DIRECTIVE ->
Copy all of the material below line for line, with no changes, and leave the picture out of your copy.

EXERCISE DATA ->
[start]
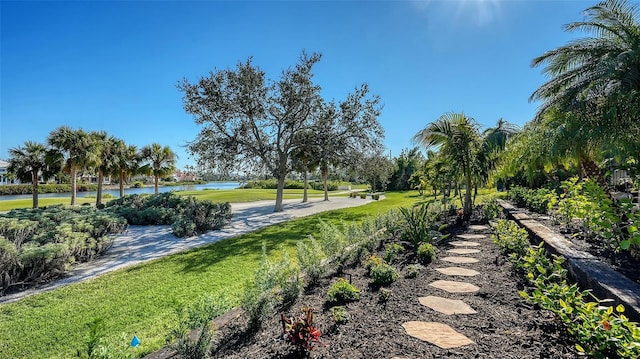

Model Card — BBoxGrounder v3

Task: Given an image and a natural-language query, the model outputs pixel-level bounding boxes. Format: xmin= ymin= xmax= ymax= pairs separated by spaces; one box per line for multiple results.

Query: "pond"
xmin=0 ymin=182 xmax=241 ymax=200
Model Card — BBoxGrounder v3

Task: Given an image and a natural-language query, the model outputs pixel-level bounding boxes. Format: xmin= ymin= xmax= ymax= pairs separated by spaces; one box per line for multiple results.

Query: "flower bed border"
xmin=498 ymin=199 xmax=640 ymax=322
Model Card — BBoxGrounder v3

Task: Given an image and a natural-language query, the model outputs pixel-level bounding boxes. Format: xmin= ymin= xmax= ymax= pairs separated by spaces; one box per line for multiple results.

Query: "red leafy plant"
xmin=281 ymin=306 xmax=322 ymax=353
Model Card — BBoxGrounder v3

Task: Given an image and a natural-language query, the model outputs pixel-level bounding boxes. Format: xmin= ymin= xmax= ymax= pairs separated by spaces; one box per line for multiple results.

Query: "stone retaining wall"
xmin=498 ymin=200 xmax=640 ymax=322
[end]
ANSWER FOR THIS EXERCISE ->
Model Card — BBoxGrounder v3

Task: Given an image and a natural-language query, the model outputs pixel-level bounding boxes. Format: xmin= ymin= xmax= ymax= pairs separated by spaces; one box per line for multiple results.

Query: "pond"
xmin=0 ymin=182 xmax=241 ymax=200
Model Card — BBoxGrounder v3

Task: Given an image and a natural-language query, the model outputs pixel-level bounding boxes. Format: xmin= ymin= xmax= ymax= pairs separated by spaces; one box per line for multiple results.

Query: "flower bed border"
xmin=498 ymin=199 xmax=640 ymax=322
Model Card — BBoxGrounder v3

Task: Given an image and a natural-language query, the model outputs pixel-level bounding boxes. Format: xmin= ymin= xmax= ymax= pairs separated by spaces; one box per line for multiple results.

Query: "red leafy plant"
xmin=281 ymin=306 xmax=322 ymax=353
Model Card — BBoxGrounder v3

Task: Given an image and a natural-language query, the model outputs pixel-level bounding boxes. Format: xmin= ymin= xmax= ymax= pairs separated by spaces; one box per line for multiple results.

Query: "stone retaining wall"
xmin=498 ymin=200 xmax=640 ymax=322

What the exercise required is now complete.